TRECHO DO TEXTO -
+--

3. A Satisfação é Encontrada no Ser, Ter ou no parecer?

O homem busca a satisfação das necessidades e a expressão das próprias emoções. E, por muitas vezes, acredita que, se for considerado bem-sucedido profissionalmente ou se ganhar muito dinheiro, garantirá seu lugar de pertencimento. Adota então, várias estratégias para manter o status quo, tornando-se aprisionado pela ideia de que para ser visto e reconhecido, precisa dedicar seu tempo somente ao trabalho. Ou quando sua competência é testada e a insegurança se instala, o olhar do outro é perseguido como um pedido de aprovação, e o ser humano sente necessidade de ser visto e confirmado não por quem é, mas pelo que conquistou. Dessa maneira, o ter e o parecer se tornam mais importantes do que o ser.

Sabe-se que tudo depende do grau e, em caso de pessoas que trabalham demasiadamente, o excesso causa a falta, pois ao mergulhar em seu trabalho, o workaholic não precisa se submeter ao olhar profundo do próprio vazio existencial e, em contrapartida, dar-se-á um luto de significados do tempo e do espaço que ocupa. O tédio será mantido. O vazio perdurará e a solidão se manifestará, independentemente do que fizer ou produzir.

Nesse ponto, o ocupar-se pode ser vivido própria ou impropriamente, mas "(...) tanto em um quanto o outro há a possibilidade de autenticidade" (Seibt, 2008, p. 501). Assim, a inautenticidade surge quando o ser não se apodera de seu projeto existencial, quando procura nos entes o significado de sua existência, quando não se conscientiza da finitude e quando enfatiza o ter e o parecer. O eu é dito pelo impessoal, que foge de si, e se percebe por meio de suas ocupações, ou seja, o ser se dilui nas ocupações diárias e desvela seu jeito inautêntico de ser, manifestando-se em três constituições fundamentais: a facticidade, a existencialidade e a ruína, que diz respeito a se lançar na cotidianidade e no anonimato, isto é, "(...) ele [Dasein] vegeta na banalidade das ocupações corriqueiras, desviando-se de si mesmo e do projeto ontológico" (Costa, 2010, p. 156).

Nesse caso, Costa (2010) aponta que a ocupação ocorre por uma aproximação de acordo com o Dasein, que necessita de um sentido para sua vida, e a maneira como absorve ou não o tempo orienta também a forma de existir no mundo. O autor ainda acrescenta que:

O homem contemporâneo é dominado pelo processo técnico, no sentido de enxergar nele o único meio de sobrevivência e consequentemente de se adequar no mundo moderno, se diluindo em meio aos outros entes, se deixando arrastar pela vida inautêntica em meio aos objetos que manipula (p. 155).

+--

TRECHOS DA LISTAGEM -

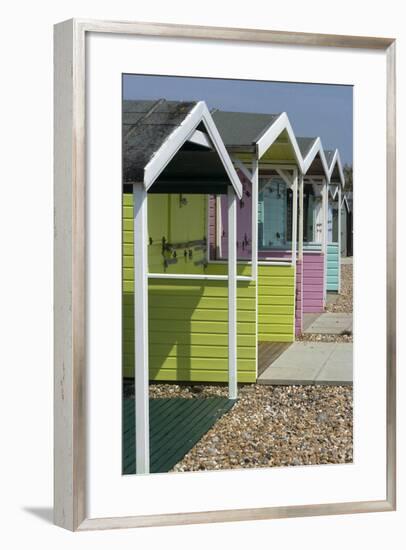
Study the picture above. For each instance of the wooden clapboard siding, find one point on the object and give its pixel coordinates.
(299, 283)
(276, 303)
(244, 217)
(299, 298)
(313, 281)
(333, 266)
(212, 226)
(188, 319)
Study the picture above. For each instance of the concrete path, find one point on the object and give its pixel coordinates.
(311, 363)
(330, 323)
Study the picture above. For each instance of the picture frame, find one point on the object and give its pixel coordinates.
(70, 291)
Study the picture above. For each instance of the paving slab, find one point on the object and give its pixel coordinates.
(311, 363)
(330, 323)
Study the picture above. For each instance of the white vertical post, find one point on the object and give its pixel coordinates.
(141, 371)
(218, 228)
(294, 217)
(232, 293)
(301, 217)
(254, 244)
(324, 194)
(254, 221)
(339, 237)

+--

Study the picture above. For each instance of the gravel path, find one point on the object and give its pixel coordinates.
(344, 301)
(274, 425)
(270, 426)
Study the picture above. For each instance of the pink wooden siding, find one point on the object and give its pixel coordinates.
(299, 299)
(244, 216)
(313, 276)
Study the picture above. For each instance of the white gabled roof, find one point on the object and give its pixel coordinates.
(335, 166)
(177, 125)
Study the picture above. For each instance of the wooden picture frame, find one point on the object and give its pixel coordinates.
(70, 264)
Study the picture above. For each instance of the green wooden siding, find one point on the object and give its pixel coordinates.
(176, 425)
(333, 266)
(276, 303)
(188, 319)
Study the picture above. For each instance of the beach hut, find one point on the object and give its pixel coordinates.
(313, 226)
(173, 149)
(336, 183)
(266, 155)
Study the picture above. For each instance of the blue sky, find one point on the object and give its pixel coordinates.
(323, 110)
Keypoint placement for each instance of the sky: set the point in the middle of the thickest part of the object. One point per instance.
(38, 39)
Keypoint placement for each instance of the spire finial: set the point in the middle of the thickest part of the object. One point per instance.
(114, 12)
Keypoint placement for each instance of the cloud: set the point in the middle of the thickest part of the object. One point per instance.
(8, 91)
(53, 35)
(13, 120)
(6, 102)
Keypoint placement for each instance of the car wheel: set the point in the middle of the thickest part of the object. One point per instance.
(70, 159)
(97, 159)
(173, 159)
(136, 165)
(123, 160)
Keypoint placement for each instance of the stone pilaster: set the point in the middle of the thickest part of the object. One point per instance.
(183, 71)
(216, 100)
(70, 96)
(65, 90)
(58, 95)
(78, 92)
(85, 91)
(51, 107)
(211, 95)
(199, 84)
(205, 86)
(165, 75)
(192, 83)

+--

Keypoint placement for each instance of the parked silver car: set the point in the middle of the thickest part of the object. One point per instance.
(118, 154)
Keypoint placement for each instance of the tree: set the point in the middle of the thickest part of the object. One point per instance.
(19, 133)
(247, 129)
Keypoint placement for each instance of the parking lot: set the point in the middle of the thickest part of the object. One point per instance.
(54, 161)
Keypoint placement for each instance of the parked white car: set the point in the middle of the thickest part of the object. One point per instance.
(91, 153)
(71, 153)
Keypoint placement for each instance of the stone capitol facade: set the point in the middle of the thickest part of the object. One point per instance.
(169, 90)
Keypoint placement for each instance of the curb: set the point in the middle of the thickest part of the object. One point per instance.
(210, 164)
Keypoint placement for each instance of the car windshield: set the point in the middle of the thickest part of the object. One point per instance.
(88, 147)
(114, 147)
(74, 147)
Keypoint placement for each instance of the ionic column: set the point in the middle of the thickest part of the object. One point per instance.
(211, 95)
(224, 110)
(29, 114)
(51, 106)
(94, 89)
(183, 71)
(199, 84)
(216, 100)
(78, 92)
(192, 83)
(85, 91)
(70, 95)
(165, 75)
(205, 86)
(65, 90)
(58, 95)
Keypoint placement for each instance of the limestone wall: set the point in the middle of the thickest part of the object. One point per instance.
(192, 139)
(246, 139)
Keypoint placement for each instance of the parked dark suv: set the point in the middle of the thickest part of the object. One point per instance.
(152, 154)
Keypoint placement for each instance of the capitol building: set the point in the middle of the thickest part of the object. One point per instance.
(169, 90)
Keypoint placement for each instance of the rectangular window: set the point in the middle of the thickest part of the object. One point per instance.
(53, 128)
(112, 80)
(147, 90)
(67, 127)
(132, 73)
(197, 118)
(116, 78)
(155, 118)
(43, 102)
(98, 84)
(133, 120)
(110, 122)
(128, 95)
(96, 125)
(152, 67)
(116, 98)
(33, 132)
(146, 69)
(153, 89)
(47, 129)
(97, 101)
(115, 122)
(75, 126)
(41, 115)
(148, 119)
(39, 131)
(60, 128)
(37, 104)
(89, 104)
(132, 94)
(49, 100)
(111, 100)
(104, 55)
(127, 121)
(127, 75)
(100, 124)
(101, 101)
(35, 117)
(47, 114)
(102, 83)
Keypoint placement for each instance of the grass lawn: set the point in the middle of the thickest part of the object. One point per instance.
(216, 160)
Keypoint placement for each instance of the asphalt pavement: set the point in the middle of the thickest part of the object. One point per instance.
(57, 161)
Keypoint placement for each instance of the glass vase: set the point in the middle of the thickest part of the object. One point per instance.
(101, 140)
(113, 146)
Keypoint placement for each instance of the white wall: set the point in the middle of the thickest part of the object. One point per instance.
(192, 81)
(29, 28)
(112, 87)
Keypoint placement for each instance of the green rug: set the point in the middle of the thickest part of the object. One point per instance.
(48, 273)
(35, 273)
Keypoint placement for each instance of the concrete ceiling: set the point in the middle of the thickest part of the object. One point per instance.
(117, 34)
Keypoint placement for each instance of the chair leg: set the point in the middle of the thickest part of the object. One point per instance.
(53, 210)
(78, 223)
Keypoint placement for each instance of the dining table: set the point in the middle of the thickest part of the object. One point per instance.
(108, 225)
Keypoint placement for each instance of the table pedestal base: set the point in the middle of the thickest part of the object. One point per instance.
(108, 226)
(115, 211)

+--

INSTRUÇÕES -
1. De acordo com o trecho do texto, quais são as três constituições fundamentais em que se manifesta o jeito inautêntico de ser?
2. Atualize a passagem do trecho do texto que começa em "3. A Satisfação" e segue até "do que o ser.", trocando "dinheiro" por "prestígio".
3. Indique se cada afirmação concorda com o trecho do texto, citando as palavras decisivas: (a) ao mergulhar no trabalho, o workaholic se submete ao olhar profundo do próprio vazio existencial; (b) o homem contemporâneo é dominado pelo processo técnico; (c) segundo a citação de Seibt, só o ocupar-se vivido de modo próprio oferece a possibilidade de autenticidade.
A listagem não tem nenhuma relação com o trecho do texto.

RESPOSTAS -
1. A facticidade, a existencialidade e a ruína.

2.
3. A Satisfação é Encontrada no Ser, Ter ou no parecer?

O homem busca a satisfação das necessidades e a expressão das próprias emoções. E, por muitas vezes, acredita que, se for considerado bem-sucedido profissionalmente ou se ganhar muito prestígio, garantirá seu lugar de pertencimento. Adota então, várias estratégias para manter o status quo, tornando-se aprisionado pela ideia de que para ser visto e reconhecido, precisa dedicar seu tempo somente ao trabalho. Ou quando sua competência é testada e a insegurança se instala, o olhar do outro é perseguido como um pedido de aprovação, e o ser humano sente necessidade de ser visto e confirmado não por quem é, mas pelo que conquistou. Dessa maneira, o ter e o parecer se tornam mais importantes do que o ser.

3.
(a) Não: "o workaholic não precisa se submeter ao olhar profundo do próprio vazio existencial".
(b) Sim: "O homem contemporâneo é dominado pelo processo técnico".
(c) Não: "tanto em um quanto o outro há a possibilidade de autenticidade".